Task brief -
In the listing below, locate the line containing "In this exercise you will pick out the yellow taped"; reproduce that line and all lines that follow it, unchanged.

[Dataset excerpts on object pointing]
::::::::
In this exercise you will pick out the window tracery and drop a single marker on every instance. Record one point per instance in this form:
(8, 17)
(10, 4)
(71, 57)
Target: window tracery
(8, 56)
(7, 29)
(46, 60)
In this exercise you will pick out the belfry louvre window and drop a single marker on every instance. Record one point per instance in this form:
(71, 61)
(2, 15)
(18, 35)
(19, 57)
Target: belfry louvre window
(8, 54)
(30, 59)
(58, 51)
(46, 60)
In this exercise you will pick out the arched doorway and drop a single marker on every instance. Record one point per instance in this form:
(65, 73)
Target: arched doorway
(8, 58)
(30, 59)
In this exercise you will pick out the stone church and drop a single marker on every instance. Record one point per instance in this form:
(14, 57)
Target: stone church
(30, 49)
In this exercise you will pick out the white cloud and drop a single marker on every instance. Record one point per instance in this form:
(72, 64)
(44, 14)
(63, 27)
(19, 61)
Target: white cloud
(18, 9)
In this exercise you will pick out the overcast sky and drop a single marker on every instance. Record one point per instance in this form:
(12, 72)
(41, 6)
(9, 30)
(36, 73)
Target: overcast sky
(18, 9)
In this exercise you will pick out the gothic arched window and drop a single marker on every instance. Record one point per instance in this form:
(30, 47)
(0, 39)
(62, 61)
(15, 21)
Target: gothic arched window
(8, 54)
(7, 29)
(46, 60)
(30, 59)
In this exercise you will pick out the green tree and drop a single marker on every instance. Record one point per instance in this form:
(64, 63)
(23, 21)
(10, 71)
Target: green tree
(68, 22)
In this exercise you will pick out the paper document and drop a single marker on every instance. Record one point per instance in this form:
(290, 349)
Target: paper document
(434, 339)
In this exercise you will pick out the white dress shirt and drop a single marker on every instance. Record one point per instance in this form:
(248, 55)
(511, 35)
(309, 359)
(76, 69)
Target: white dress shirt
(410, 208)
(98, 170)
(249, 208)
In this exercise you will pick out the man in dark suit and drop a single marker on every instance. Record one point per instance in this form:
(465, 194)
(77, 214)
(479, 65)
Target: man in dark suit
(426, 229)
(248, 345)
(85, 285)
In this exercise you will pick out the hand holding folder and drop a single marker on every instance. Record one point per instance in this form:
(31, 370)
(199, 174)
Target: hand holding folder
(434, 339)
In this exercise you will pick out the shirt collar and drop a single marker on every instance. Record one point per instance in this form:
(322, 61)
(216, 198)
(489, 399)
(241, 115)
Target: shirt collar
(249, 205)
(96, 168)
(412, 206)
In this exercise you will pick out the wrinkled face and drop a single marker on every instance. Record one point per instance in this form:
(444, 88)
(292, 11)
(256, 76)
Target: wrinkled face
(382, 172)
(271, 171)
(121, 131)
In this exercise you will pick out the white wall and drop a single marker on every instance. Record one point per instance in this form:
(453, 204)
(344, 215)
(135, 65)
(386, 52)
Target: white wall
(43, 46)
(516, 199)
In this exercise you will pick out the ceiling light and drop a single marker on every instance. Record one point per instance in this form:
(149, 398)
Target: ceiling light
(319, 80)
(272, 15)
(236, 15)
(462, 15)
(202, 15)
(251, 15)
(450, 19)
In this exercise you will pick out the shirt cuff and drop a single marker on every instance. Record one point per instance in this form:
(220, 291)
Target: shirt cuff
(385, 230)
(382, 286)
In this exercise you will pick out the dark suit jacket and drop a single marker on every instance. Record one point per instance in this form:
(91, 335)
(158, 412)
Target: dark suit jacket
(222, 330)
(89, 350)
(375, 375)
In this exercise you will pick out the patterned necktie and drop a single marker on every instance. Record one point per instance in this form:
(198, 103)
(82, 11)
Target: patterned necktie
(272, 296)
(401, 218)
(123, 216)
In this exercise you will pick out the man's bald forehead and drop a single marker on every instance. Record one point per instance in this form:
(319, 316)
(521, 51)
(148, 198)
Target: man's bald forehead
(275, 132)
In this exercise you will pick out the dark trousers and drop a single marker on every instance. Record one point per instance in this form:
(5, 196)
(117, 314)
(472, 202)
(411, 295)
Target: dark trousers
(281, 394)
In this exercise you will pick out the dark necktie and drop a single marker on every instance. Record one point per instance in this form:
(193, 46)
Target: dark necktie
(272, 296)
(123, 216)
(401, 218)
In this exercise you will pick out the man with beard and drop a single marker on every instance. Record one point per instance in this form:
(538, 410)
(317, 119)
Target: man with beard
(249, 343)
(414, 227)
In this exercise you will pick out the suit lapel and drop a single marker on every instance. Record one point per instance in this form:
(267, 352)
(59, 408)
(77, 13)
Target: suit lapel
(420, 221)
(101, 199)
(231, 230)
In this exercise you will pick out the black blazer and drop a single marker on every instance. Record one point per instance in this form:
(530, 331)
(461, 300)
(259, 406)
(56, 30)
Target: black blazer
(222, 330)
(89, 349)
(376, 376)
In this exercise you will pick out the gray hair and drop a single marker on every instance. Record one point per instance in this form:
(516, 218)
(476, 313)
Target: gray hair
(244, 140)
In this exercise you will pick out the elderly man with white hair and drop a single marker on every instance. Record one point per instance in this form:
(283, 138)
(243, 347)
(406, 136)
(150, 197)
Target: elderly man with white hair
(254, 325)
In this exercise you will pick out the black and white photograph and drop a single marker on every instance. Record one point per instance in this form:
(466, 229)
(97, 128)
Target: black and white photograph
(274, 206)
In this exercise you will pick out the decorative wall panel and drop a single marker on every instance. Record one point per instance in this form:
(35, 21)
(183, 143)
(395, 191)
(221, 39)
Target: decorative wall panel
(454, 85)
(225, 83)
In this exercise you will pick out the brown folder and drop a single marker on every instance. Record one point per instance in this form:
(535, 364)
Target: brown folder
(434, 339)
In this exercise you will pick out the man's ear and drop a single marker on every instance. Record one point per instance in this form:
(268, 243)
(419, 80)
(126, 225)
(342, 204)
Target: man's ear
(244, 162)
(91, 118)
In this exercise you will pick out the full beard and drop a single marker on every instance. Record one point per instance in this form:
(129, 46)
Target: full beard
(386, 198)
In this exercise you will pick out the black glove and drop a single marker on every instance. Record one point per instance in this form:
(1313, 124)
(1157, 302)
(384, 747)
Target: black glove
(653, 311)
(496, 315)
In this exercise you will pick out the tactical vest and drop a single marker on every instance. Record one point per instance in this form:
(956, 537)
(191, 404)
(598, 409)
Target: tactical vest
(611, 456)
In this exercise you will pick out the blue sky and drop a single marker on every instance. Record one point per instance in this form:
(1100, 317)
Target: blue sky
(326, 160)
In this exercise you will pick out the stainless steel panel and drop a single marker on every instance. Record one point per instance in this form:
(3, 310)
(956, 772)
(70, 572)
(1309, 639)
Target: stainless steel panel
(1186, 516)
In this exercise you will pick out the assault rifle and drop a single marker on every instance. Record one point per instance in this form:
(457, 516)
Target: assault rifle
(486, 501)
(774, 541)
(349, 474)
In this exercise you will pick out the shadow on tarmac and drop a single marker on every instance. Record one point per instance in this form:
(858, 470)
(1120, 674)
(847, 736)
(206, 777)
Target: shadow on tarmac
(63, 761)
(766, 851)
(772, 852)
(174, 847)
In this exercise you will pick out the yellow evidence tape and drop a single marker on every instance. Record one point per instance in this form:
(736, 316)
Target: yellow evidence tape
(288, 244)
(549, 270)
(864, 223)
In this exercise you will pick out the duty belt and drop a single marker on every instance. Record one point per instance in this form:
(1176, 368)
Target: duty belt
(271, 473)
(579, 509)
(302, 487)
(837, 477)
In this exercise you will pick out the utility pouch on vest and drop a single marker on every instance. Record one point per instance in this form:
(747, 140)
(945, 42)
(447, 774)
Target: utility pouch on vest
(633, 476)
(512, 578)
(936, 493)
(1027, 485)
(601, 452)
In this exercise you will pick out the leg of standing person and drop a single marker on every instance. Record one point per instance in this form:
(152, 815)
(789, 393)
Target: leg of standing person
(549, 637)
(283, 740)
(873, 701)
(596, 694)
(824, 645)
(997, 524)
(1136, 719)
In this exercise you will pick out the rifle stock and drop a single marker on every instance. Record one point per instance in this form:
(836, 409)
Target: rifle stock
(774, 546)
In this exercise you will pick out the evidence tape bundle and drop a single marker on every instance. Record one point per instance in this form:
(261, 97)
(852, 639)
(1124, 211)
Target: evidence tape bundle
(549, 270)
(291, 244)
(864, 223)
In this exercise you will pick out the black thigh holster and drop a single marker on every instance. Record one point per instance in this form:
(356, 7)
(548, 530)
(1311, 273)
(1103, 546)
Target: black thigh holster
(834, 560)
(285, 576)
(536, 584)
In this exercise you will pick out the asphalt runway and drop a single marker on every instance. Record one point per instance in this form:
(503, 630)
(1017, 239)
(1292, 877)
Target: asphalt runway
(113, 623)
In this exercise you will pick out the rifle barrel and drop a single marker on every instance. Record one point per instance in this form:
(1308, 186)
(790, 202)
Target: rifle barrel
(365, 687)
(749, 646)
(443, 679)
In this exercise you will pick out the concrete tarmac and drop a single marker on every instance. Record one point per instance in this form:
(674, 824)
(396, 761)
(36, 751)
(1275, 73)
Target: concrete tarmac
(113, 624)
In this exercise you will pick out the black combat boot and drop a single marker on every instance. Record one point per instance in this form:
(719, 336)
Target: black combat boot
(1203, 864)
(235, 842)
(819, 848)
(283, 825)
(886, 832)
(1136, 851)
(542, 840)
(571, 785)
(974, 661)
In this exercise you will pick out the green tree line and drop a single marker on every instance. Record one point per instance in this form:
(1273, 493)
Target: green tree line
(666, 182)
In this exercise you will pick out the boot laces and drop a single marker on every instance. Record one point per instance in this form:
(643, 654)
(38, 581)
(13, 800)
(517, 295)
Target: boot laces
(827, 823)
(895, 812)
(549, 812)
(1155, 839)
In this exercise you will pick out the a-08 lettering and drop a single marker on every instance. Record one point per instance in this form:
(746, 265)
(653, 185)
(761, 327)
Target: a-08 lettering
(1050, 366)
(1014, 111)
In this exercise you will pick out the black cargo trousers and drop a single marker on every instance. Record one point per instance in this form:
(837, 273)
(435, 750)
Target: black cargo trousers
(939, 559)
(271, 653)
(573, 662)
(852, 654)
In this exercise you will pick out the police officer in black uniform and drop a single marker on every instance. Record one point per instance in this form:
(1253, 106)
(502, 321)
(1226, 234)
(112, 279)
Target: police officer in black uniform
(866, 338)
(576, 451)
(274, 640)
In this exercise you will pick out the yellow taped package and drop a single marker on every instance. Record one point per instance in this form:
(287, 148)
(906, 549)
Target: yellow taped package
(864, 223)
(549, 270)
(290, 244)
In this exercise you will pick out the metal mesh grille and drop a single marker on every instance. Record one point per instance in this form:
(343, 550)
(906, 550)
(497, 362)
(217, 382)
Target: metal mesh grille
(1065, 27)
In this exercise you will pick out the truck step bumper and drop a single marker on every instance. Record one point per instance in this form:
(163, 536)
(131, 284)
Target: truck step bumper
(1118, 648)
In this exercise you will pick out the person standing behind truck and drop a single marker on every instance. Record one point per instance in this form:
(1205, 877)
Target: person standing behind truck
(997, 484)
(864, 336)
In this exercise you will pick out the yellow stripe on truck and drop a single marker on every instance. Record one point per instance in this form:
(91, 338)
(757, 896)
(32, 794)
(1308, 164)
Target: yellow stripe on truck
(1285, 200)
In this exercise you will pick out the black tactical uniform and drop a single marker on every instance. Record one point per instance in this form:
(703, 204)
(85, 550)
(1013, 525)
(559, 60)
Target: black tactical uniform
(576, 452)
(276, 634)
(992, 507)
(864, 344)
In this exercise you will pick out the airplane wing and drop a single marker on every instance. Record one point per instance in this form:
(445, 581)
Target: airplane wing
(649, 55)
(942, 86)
::::::::
Output of the task -
In this exercise you will pick out the yellow taped package and drop a single marker on every instance. Record one point per instance in this form:
(287, 148)
(906, 549)
Target: yellow taped package
(864, 223)
(549, 270)
(290, 244)
In this exercise you will pick out the metal mesh grille and drop a single marker on every instance. Record one point per instance in this form:
(343, 550)
(906, 550)
(497, 362)
(217, 382)
Target: metal mesh grille
(1065, 27)
In this exercise you will pick out the truck step bumper and drop a single marker on every instance. Record one point per instance in this form:
(163, 536)
(131, 284)
Target: truck step bumper
(1118, 648)
In this exercise you will pick out the person standing behind truck and drop a single marker on every instance. Record one point per instance in this form:
(1205, 877)
Target: person standing behind truck
(997, 484)
(864, 336)
In this exercise you will pick out the yellow stripe on truck and drop a single marker on every instance. Record one point per instance in this form:
(91, 338)
(757, 896)
(32, 794)
(1308, 164)
Target: yellow stripe on truck
(1285, 200)
In this exercise you will pick out the black tactical uniform and drop a single marker on every instance. Record one point per instance in this form:
(703, 204)
(85, 550)
(1013, 525)
(559, 60)
Target: black tactical uniform
(576, 452)
(276, 634)
(992, 507)
(864, 344)
In this exercise you will pick out the airplane wing and drop a single marker on every instance. Record one point per instance in this form:
(445, 581)
Target: airplane wing
(649, 55)
(942, 86)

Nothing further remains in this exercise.